** Work task 1 **
Return the passage of the ECHDO statutes excerpt that begins at the words "3. All Representatives" and stops after the words "the ECHDO statutes.", reproducing it character for character.
** Work task 2 **
In the ECHDO statutes excerpt, how much notice must be given before a General Assembly?

2. The General Assembly shall convene annually, which will be held not later than six months after the end of the ECHDO calendar year.

3. Each General Assembly must be recorded in minutes, signed by the minute taker. When required by law, minutes may be drawn up in Dutch and/or French.

4. The minutes have to be circulated to the Members within six weeks after the General Assembly.

5. Changes to the Statutes, changes in the Board, as well as the Minutes of the first meeting of the Board of Directors after its election have to be deposited at the clerk’s office of the business court within the legal period.



1. The General Assembly is convened by the Board of Directors. Meetings must be convened in writing by sending notices to the addresses (which can be interpreted as e-mail addresses) of the Members as shown in the membership register. Such notices can be send by post, fax or email and, in addition, can be published on the website of ECHDO. The notice period must be at least four (4) weeks before the event.

2. The items that will be dealt with at the meeting must be specified in the convocation notice.

3. All Representatives of Active Members have the right vote in meetings. Any Active Member can arrange for their vote to be cast by another Active Member, by authorizing such Member to do so in writing (“proxy”).

4. Resolutions are adopted by a simple majority of the votes cast, unless otherwise contravened in these Statutes (the “Decision Quorum”). Blank votes, although recorded, are considered as not having been cast.

5. Active Members (Articles 4.2 (A) and 4.3) are the only Members have full voting rights. Both Associate Members and Honorary Members, while being able to fully take part in the debates and issues, are not able to vote.


Article 15. BY-LAWS

1. The ECHDO By-laws contain additional detailed arrangements regarding the regulation and the activities of ECHDO. By-laws must not contain any provisions contrary to Belgian law or the ECHDO statutes.

2. The By-laws are adopted and altered by the General Assembly. The provisions of Article 16 concerning changes to the Statutes apply to the adoption of and changes to these By-laws. The last version of the By-Laws were adopted on 7 April 2012.


1. No change can be made to ECHDO’s Statutes other than by a resolution of the General Assembly convened for that purpose with a notification that a change to the Statutes will be proposed at it.

According to the Code of companies and associations, any modification of the purposes or activities of the Association needs to be approved by Royal Decree. The articles concerning the general assembly and the articles concerning the conditions for modifying the statutes, the conditions for dissolving and liquidating the Association and the allocation of its assets and liabilities must be recorded by authentic deed according to the Code of companies and associations.

2. At least five days before the General Assembly a copy of the motion setting out the proposed change word for word will be available electronically, distributed by the Board of Directors, for inspection by the Members and their Representatives until the General Assembly.

3. These provisions apply as well to any decision to merge or divide ECHDO.



1. ECHDO can be dissolved by a decision of the General Assembly. The provisions of Article 16 apply.

2. In the event of a dissolution with liquidation, ECHDO will continue to exist after dissolution to the extent necessary for the liquidation of its assets. Documents and announcements sent by ECHDO must contain the words: "in liquidation".

3. The officers are the liquidators of ECHDO’s assets. They continue to be subject to the provisions concerning the appointment, suspension, dismissal and supervision of the officers. During liquidation the other provisions of the Statutes also remain in force as far as possible.

4. The credit balance after liquidation will be used for those purposes to be determined by the General Assembly, which are in keeping with the objects of ECHDO.

5. Individual Board Members will not be held fiscally responsible and will be covered by titles of the Insurance Policy governing ECHDO.".

** Material shown **
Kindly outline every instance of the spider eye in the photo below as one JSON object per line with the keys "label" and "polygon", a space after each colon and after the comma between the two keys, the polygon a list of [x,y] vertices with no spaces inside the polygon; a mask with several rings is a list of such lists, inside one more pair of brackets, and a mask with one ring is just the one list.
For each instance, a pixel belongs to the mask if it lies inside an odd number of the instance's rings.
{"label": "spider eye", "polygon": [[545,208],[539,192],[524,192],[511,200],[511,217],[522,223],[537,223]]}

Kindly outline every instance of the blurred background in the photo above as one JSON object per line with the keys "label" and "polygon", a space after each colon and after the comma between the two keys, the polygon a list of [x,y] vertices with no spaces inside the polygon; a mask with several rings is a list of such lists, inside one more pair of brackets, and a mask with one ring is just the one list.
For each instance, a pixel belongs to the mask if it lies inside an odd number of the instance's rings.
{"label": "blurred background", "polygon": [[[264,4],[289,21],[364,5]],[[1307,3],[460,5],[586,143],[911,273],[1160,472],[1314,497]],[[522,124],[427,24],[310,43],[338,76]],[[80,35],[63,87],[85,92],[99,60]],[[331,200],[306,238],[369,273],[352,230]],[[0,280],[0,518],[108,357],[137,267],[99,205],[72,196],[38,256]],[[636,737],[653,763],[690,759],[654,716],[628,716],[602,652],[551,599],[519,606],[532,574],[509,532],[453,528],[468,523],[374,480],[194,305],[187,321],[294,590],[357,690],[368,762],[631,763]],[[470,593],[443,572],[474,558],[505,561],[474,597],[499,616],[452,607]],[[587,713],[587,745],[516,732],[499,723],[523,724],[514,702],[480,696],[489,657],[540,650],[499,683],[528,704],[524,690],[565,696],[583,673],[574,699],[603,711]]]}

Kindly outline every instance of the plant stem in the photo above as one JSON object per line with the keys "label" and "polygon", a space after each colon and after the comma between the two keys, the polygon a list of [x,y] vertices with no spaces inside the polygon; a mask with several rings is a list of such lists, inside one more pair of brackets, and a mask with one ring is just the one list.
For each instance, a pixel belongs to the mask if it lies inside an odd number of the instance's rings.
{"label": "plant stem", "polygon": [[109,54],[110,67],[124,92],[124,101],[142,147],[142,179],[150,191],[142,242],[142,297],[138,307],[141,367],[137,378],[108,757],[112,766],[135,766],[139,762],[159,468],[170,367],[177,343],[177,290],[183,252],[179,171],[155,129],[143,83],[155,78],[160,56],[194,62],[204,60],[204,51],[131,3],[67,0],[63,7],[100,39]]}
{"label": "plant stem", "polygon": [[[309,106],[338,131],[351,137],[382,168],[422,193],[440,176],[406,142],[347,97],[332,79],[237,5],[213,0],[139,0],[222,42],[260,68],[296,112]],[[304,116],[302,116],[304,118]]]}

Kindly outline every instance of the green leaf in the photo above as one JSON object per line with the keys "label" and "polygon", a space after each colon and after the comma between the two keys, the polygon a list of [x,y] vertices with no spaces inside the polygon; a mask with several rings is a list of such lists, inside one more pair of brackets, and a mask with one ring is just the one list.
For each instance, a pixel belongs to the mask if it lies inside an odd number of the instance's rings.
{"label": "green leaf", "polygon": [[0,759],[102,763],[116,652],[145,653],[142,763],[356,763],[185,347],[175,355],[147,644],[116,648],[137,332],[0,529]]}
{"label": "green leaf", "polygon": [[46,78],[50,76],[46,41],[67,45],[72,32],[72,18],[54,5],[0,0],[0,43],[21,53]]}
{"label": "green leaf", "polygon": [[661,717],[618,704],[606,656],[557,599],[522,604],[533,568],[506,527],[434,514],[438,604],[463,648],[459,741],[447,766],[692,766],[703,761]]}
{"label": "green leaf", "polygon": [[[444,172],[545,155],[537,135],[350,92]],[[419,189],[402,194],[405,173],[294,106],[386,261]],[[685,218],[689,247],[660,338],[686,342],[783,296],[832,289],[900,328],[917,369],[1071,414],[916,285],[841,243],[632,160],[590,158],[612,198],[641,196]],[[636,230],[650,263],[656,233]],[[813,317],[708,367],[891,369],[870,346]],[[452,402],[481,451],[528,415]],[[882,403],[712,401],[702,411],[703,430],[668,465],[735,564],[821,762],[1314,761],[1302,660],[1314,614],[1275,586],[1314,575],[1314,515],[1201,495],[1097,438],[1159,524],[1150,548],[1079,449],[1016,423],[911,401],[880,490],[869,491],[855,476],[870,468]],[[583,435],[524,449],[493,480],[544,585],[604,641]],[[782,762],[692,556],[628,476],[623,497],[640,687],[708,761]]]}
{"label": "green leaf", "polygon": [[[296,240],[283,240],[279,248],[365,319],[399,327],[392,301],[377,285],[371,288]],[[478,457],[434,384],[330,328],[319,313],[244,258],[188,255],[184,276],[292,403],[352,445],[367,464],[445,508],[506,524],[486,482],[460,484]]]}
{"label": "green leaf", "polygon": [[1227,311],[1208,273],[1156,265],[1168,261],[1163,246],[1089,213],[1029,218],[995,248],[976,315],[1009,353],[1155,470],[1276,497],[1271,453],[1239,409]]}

** Result 1 **
3. All Representatives of Active Members have the right vote in meetings. Any Active Member can arrange for their vote to be cast by another Active Member, by authorizing such Member to do so in writing (“proxy”).

4. Resolutions are adopted by a simple majority of the votes cast, unless otherwise contravened in these Statutes (the “Decision Quorum”). Blank votes, although recorded, are considered as not having been cast.

5. Active Members (Articles 4.2 (A) and 4.3) are the only Members have full voting rights. Both Associate Members and Honorary Members, while being able to fully take part in the debates and issues, are not able to vote.


Article 15. BY-LAWS

1. The ECHDO By-laws contain additional detailed arrangements regarding the regulation and the activities of ECHDO. By-laws must not contain any provisions contrary to Belgian law or the ECHDO statutes.

** Result 2 **
The notice period must be at least four (4) weeks before the event.